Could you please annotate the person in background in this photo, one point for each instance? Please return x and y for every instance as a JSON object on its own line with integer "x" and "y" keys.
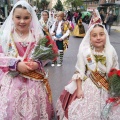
{"x": 87, "y": 93}
{"x": 22, "y": 97}
{"x": 79, "y": 30}
{"x": 45, "y": 23}
{"x": 109, "y": 22}
{"x": 60, "y": 32}
{"x": 95, "y": 18}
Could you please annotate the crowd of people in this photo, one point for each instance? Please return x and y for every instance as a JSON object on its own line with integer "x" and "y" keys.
{"x": 25, "y": 92}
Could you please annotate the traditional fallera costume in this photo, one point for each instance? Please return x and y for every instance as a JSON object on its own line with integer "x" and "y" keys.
{"x": 61, "y": 30}
{"x": 92, "y": 68}
{"x": 47, "y": 24}
{"x": 79, "y": 30}
{"x": 22, "y": 97}
{"x": 96, "y": 19}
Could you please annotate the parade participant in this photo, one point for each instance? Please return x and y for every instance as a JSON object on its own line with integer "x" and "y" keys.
{"x": 60, "y": 32}
{"x": 109, "y": 22}
{"x": 95, "y": 18}
{"x": 22, "y": 98}
{"x": 45, "y": 23}
{"x": 85, "y": 96}
{"x": 79, "y": 30}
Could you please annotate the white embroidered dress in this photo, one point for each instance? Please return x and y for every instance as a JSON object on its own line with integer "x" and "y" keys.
{"x": 90, "y": 107}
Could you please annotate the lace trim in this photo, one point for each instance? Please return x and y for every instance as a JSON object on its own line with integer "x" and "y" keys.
{"x": 25, "y": 107}
{"x": 3, "y": 96}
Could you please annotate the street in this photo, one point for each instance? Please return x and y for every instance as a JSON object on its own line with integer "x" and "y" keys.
{"x": 60, "y": 76}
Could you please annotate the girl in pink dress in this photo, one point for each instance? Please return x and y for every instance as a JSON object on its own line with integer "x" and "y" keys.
{"x": 21, "y": 98}
{"x": 95, "y": 18}
{"x": 85, "y": 96}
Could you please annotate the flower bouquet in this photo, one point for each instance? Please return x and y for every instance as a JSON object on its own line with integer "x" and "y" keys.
{"x": 45, "y": 49}
{"x": 114, "y": 92}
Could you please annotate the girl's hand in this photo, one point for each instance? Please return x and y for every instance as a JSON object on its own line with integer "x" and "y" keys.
{"x": 23, "y": 68}
{"x": 32, "y": 65}
{"x": 79, "y": 93}
{"x": 53, "y": 34}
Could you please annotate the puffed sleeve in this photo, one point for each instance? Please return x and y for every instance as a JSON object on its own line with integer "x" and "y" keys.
{"x": 80, "y": 68}
{"x": 115, "y": 60}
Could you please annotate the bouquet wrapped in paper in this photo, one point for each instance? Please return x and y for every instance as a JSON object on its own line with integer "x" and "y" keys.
{"x": 45, "y": 49}
{"x": 114, "y": 92}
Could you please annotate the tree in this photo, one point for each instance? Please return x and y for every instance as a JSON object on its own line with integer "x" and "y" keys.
{"x": 58, "y": 6}
{"x": 73, "y": 3}
{"x": 43, "y": 4}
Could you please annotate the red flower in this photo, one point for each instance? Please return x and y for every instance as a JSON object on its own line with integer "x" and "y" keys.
{"x": 118, "y": 72}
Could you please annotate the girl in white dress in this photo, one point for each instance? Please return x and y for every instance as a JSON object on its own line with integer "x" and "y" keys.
{"x": 96, "y": 57}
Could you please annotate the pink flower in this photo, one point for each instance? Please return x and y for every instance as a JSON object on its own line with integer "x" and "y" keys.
{"x": 118, "y": 72}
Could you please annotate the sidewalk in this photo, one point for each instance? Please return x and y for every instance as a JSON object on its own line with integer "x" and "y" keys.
{"x": 117, "y": 28}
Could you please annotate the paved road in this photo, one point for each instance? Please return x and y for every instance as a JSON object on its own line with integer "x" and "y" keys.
{"x": 60, "y": 76}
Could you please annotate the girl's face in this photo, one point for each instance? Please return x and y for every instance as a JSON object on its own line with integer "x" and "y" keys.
{"x": 59, "y": 18}
{"x": 45, "y": 16}
{"x": 22, "y": 19}
{"x": 98, "y": 37}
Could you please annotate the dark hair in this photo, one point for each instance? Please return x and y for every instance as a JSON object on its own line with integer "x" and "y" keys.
{"x": 19, "y": 6}
{"x": 46, "y": 12}
{"x": 98, "y": 25}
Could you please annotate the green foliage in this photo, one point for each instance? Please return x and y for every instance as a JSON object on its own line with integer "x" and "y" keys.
{"x": 43, "y": 51}
{"x": 58, "y": 6}
{"x": 74, "y": 3}
{"x": 43, "y": 4}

——————————

# What is needed
Retype the entries exactly, skipping every picture.

# Answer to the exercise
Could you please annotate the person in background in this photo, one point for each instance? Please return x and y for every instance as a JSON object on its own line with integer "x" and "y" keys.
{"x": 87, "y": 93}
{"x": 22, "y": 97}
{"x": 79, "y": 30}
{"x": 45, "y": 23}
{"x": 109, "y": 22}
{"x": 60, "y": 32}
{"x": 95, "y": 18}
Could you please annotate the crowd of people in this photo, one point for each instance? Please return x and y for every instance as a JSON object on its own line with integer "x" and "y" keys.
{"x": 25, "y": 92}
Could you please annotate the traditional fallera costume in this photo, one point for each instance? Please return x and y for every instance as a JSON object on its own line with integer "x" and "y" keys.
{"x": 61, "y": 30}
{"x": 92, "y": 68}
{"x": 47, "y": 24}
{"x": 79, "y": 30}
{"x": 22, "y": 97}
{"x": 96, "y": 19}
Could you please annotate the parade participant in this photo, one point for each instance? Please return x and y for every instance as a JSON object on its own line with integer "x" and "y" keys.
{"x": 60, "y": 32}
{"x": 109, "y": 22}
{"x": 95, "y": 18}
{"x": 22, "y": 98}
{"x": 45, "y": 23}
{"x": 85, "y": 96}
{"x": 79, "y": 30}
Could you please annotate the white embroidered dress in this photo, one point for each instance? Please return x and y for every instance as a JSON object on its own line with integer "x" and "y" keys.
{"x": 90, "y": 107}
Could you please annotate the lace trim in this photo, one point for each instance? Please return x and y for every instance as a JSON object on its own line with integer "x" and "y" keys.
{"x": 25, "y": 107}
{"x": 3, "y": 96}
Could you please annotate the street in this photo, one point for each instance? Please return x and y for every instance as a JSON object on its own line with integer "x" and "y" keys.
{"x": 60, "y": 76}
Could you please annotate the girl in pink dress in this photo, one point for each instance? Please return x and y for every instance as a JSON object on its own line with integer "x" and "y" keys.
{"x": 21, "y": 98}
{"x": 95, "y": 18}
{"x": 85, "y": 96}
Could you please annotate the flower bouquet in this photo, one point for each instance? Please return x and y for every instance as a JSON object on its own line with integer "x" and "y" keys.
{"x": 45, "y": 49}
{"x": 114, "y": 92}
Could you please annotate the girl's hand in this photo, one point for each instance? Please return x and y for every instance as a JSON object on its own line with integer "x" and "y" keys.
{"x": 23, "y": 68}
{"x": 32, "y": 65}
{"x": 79, "y": 93}
{"x": 53, "y": 34}
Could you please annotate the puffed sleeve in this photo, one point for each instance? Please return x and y for every instance as a JSON object on its own line with integer "x" and "y" keys.
{"x": 80, "y": 68}
{"x": 115, "y": 60}
Could you please annotate the bouquet wrapped in paper in this photo, one point for each instance? Please return x and y for every instance as a JSON object on its own line with integer "x" and "y" keys.
{"x": 45, "y": 49}
{"x": 114, "y": 92}
Could you please annotate the tree in this photo, one point for each instance? Please return x and y for every instance as a JSON object on its own line with integer "x" and "y" keys.
{"x": 58, "y": 6}
{"x": 73, "y": 3}
{"x": 43, "y": 4}
Could you please annotate the red flower in this photo, one point for each instance? Please return x and y for every instance as a JSON object on its own line with integer "x" and "y" keys.
{"x": 118, "y": 72}
Could you please annotate the girl in white dress in this photo, one point for each instance? Please return x and y for every instance as a JSON object on its own line with integer "x" and "y" keys.
{"x": 96, "y": 57}
Could you please annotate the pink flower in this photo, one point for each instance? Please return x and y for every instance as a JSON object on its own line with integer "x" and "y" keys.
{"x": 118, "y": 72}
Could you please annotate the sidewalk in this photo, one point for each instance? Please return x and y for every instance as a JSON object on its own line with integer "x" and "y" keys.
{"x": 117, "y": 28}
Could you please annotate the paved road in this photo, one point for each instance? Please return x and y for every instance as a JSON object on its own line with integer "x" and "y" keys.
{"x": 60, "y": 76}
Could you please annotate the girl's face in this photo, one point for each instance? Please return x and y for every instance as a JSON object on its own line with integer "x" and "y" keys.
{"x": 59, "y": 18}
{"x": 45, "y": 16}
{"x": 22, "y": 19}
{"x": 98, "y": 37}
Could you please annotate the dark hair in this photo, one point for each instance? Please return x and y for every instance as a JSON object on its own line with integer "x" and "y" keys.
{"x": 19, "y": 6}
{"x": 46, "y": 12}
{"x": 98, "y": 25}
Could you please annotate the green foliage in this photo, one point for each instance? Please return x and y for every instance as a JSON object on its own line with integer "x" and "y" keys.
{"x": 43, "y": 51}
{"x": 58, "y": 6}
{"x": 74, "y": 3}
{"x": 43, "y": 4}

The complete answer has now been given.